=== Begin Enclosure ===

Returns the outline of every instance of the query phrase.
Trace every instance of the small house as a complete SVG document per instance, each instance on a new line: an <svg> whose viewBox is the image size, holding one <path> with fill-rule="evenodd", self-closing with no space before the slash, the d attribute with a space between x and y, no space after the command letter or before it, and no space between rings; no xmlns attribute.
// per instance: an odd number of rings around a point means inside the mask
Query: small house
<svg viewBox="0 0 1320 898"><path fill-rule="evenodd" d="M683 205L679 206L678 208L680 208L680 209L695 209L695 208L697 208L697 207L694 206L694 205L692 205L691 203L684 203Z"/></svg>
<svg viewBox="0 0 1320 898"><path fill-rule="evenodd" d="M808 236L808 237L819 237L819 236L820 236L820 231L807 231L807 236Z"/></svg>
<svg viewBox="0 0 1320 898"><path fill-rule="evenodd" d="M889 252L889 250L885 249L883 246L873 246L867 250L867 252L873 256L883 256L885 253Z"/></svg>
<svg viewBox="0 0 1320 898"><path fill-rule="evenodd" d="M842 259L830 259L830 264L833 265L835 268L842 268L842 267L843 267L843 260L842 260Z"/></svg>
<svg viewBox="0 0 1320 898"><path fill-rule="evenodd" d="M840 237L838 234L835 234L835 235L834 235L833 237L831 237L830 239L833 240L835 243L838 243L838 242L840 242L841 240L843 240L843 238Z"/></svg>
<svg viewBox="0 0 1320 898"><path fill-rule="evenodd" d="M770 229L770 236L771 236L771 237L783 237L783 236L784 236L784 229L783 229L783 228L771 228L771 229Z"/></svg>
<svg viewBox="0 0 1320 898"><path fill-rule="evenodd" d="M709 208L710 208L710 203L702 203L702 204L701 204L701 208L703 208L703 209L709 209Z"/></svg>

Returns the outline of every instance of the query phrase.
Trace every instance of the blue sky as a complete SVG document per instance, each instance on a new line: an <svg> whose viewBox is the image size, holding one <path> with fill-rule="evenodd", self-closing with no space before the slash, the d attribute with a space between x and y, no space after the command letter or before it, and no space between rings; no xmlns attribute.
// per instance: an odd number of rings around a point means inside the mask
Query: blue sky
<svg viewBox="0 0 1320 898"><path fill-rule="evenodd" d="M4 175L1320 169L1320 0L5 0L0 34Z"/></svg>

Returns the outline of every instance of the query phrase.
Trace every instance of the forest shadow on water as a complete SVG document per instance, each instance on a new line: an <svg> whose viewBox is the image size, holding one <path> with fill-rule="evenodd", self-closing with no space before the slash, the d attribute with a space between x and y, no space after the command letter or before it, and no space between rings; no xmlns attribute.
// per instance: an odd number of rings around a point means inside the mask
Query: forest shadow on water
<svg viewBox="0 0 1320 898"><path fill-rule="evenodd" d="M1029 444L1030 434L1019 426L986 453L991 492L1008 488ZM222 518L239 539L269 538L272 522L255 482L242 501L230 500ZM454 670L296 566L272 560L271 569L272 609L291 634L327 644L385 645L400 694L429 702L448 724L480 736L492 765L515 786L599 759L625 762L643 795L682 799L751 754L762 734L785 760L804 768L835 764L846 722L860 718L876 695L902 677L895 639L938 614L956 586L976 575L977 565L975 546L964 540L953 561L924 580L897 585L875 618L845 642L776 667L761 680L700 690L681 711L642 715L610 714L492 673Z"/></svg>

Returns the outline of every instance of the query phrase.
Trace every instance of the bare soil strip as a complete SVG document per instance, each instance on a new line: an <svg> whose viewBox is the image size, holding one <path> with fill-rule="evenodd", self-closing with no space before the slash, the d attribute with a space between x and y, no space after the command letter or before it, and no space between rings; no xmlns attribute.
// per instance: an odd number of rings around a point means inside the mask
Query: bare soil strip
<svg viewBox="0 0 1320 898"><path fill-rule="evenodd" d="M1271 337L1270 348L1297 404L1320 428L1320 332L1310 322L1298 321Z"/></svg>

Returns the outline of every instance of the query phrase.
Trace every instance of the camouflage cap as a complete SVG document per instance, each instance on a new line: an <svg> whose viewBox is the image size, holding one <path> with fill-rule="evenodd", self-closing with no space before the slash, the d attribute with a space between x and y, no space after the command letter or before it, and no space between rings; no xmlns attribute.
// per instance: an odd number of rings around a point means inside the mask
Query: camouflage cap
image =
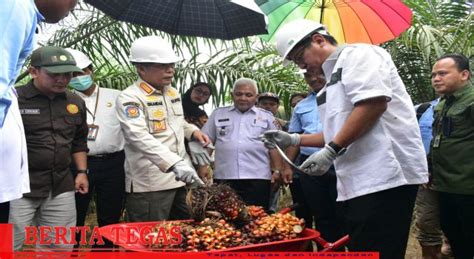
<svg viewBox="0 0 474 259"><path fill-rule="evenodd" d="M44 46L33 51L31 66L44 68L53 74L82 72L82 69L76 66L76 61L71 53L54 46Z"/></svg>

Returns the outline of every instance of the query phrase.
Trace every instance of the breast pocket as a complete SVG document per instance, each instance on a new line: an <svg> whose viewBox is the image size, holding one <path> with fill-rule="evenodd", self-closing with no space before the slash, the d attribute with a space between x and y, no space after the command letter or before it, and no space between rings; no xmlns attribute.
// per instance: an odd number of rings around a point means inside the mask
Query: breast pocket
<svg viewBox="0 0 474 259"><path fill-rule="evenodd" d="M179 99L174 99L171 100L173 103L171 104L171 107L173 109L174 115L176 116L183 116L183 104L181 103L181 100Z"/></svg>
<svg viewBox="0 0 474 259"><path fill-rule="evenodd" d="M68 125L81 125L82 117L80 115L66 115L64 116L64 122Z"/></svg>
<svg viewBox="0 0 474 259"><path fill-rule="evenodd" d="M234 125L231 120L216 122L216 139L221 142L232 140Z"/></svg>
<svg viewBox="0 0 474 259"><path fill-rule="evenodd" d="M295 111L295 114L298 118L300 118L302 126L307 126L305 124L311 122L313 123L317 119L317 115L314 112L316 109L316 103L314 104L314 107L301 107L300 109Z"/></svg>
<svg viewBox="0 0 474 259"><path fill-rule="evenodd" d="M449 137L465 137L472 131L471 105L465 104L449 110L447 118L442 118L443 134Z"/></svg>
<svg viewBox="0 0 474 259"><path fill-rule="evenodd" d="M147 108L148 112L148 129L151 134L166 131L167 112L163 106L151 106Z"/></svg>
<svg viewBox="0 0 474 259"><path fill-rule="evenodd" d="M268 125L269 123L271 122L264 121L264 120L254 121L254 123L252 123L251 131L248 137L252 141L261 142L260 136L269 129L269 125Z"/></svg>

=== End Enclosure ===

YOUR GOAL: None of the pictures should be kept; reproduce all the remaining material exactly.

RESPONSE FOR THIS EXERCISE:
Returns the outline of every instance of the query phrase.
Trace every instance of the small house as a complete SVG document per instance, each instance on a new line: an <svg> whose viewBox is the image size, holding one <path> with fill-rule="evenodd", self-closing with no space before the slash, the d attribute with a space between x and y, no space after the command letter or before it, and no space between rings; no xmlns attribute.
// per instance: an odd number of rings around a point means inside the mask
Query: small house
<svg viewBox="0 0 1320 898"><path fill-rule="evenodd" d="M683 205L679 206L678 208L680 208L680 209L695 209L695 208L697 208L697 207L694 206L694 205L692 205L691 203L684 203Z"/></svg>
<svg viewBox="0 0 1320 898"><path fill-rule="evenodd" d="M808 236L808 237L819 237L819 236L820 236L820 231L807 231L807 236Z"/></svg>
<svg viewBox="0 0 1320 898"><path fill-rule="evenodd" d="M889 252L889 250L885 249L883 246L873 246L867 250L867 252L873 256L883 256L885 253Z"/></svg>
<svg viewBox="0 0 1320 898"><path fill-rule="evenodd" d="M842 259L830 259L830 264L833 265L835 268L842 268L842 267L843 267L843 260L842 260Z"/></svg>
<svg viewBox="0 0 1320 898"><path fill-rule="evenodd" d="M840 237L838 234L835 234L835 235L834 235L833 237L831 237L830 239L833 240L835 243L838 243L838 242L840 242L841 240L843 240L843 238Z"/></svg>
<svg viewBox="0 0 1320 898"><path fill-rule="evenodd" d="M770 229L770 236L771 236L771 237L783 237L783 236L784 236L784 229L783 229L783 228L771 228L771 229Z"/></svg>
<svg viewBox="0 0 1320 898"><path fill-rule="evenodd" d="M709 208L710 208L710 203L702 203L702 204L701 204L701 208L703 208L703 209L709 209Z"/></svg>

Returns the outline of every instance of the query phrase.
Trace every instance of the blue sky as a complete SVG document per instance, each instance on a new line: an <svg> whose viewBox is the image size, holding one <path> with fill-rule="evenodd", self-closing with no space before the slash, the d attribute with a space between x and y, no space after the command letter or before it, and no space between rings; no xmlns attribute.
// per instance: an odd number of rings around a point means inside the mask
Query: blue sky
<svg viewBox="0 0 1320 898"><path fill-rule="evenodd" d="M4 175L1320 169L1320 0L5 0L0 34Z"/></svg>

Returns the outline of every instance of the query phrase.
Trace every instance of the forest shadow on water as a complete SVG document per instance, each instance on a new line: an <svg> whose viewBox is the image size, holding one <path> with fill-rule="evenodd", self-closing with no space before the slash, the d attribute with a space between x and y, no space after the command letter or before it, and no space between rings; no xmlns attribute.
// per instance: an odd number of rings around a point means inside the mask
Query: forest shadow on water
<svg viewBox="0 0 1320 898"><path fill-rule="evenodd" d="M1029 444L1030 434L1019 426L986 453L991 492L1008 488ZM222 518L239 539L269 538L272 522L255 482L242 501L230 500ZM454 670L296 566L272 560L271 569L272 609L291 634L327 644L385 645L400 694L429 702L448 724L480 736L492 765L515 786L599 759L625 762L643 795L682 799L751 754L762 734L785 760L804 768L835 764L846 722L860 718L876 695L902 677L895 639L938 614L956 586L976 575L977 565L975 546L964 540L953 561L924 580L897 585L875 618L845 642L776 667L761 680L700 690L681 711L642 715L610 714L492 673Z"/></svg>

Returns the outline of every instance of the query phrase.
Trace every instance of the bare soil strip as a complete SVG document per instance, each instance on a new line: an <svg> whose viewBox is the image size, holding one <path> with fill-rule="evenodd", self-closing with no space before the slash, the d attribute with a space between x and y, no space after the command letter or before it, and no space between rings; no xmlns attribute.
// per instance: an odd number of rings around a point means inside the mask
Query: bare soil strip
<svg viewBox="0 0 1320 898"><path fill-rule="evenodd" d="M1271 337L1270 348L1297 404L1320 428L1320 332L1310 322L1298 321Z"/></svg>

Returns the outline of every instance of the query phrase.
Trace every instance of the camouflage cap as a complete SVG document per instance, each instance on a new line: an <svg> whose viewBox is the image size, holding one <path> with fill-rule="evenodd", self-closing with no space before the slash, the d attribute with a space between x and y, no space after the command letter or before it, and no space between rings; no xmlns attribute.
// per instance: an odd number of rings around a point means inside the mask
Query: camouflage cap
image =
<svg viewBox="0 0 474 259"><path fill-rule="evenodd" d="M44 46L33 51L31 66L44 68L53 74L82 72L82 69L76 66L76 61L71 53L54 46Z"/></svg>

Returns the outline of every instance of the query phrase.
Trace every instance of the breast pocket as a complete SVG document per instance, each instance on a new line: an <svg> whose viewBox is the image size, holding one <path> with fill-rule="evenodd", self-closing with no space before the slash, the d attribute with a space between x and y, no space after the command letter or before it, and no space between rings; no xmlns attribute.
// per instance: an odd number of rings around a point means inside the mask
Query: breast pocket
<svg viewBox="0 0 474 259"><path fill-rule="evenodd" d="M179 99L174 99L171 100L173 103L171 104L171 107L173 109L174 115L176 116L183 116L183 104L181 103L181 100Z"/></svg>
<svg viewBox="0 0 474 259"><path fill-rule="evenodd" d="M68 125L81 125L82 117L80 115L66 115L64 116L64 122Z"/></svg>
<svg viewBox="0 0 474 259"><path fill-rule="evenodd" d="M234 125L231 120L216 122L216 139L221 142L232 140Z"/></svg>
<svg viewBox="0 0 474 259"><path fill-rule="evenodd" d="M295 111L295 114L298 118L300 118L302 126L307 126L305 124L311 122L313 123L317 119L317 115L314 112L316 109L316 103L314 104L314 107L301 107L300 109Z"/></svg>
<svg viewBox="0 0 474 259"><path fill-rule="evenodd" d="M449 137L465 137L472 131L471 105L465 104L449 110L447 118L442 118L443 134Z"/></svg>
<svg viewBox="0 0 474 259"><path fill-rule="evenodd" d="M147 108L148 112L148 129L151 134L166 131L167 112L163 106L151 106Z"/></svg>
<svg viewBox="0 0 474 259"><path fill-rule="evenodd" d="M268 125L269 123L271 122L264 121L264 120L254 121L254 123L252 123L251 131L248 137L252 141L261 142L260 136L269 129L269 125Z"/></svg>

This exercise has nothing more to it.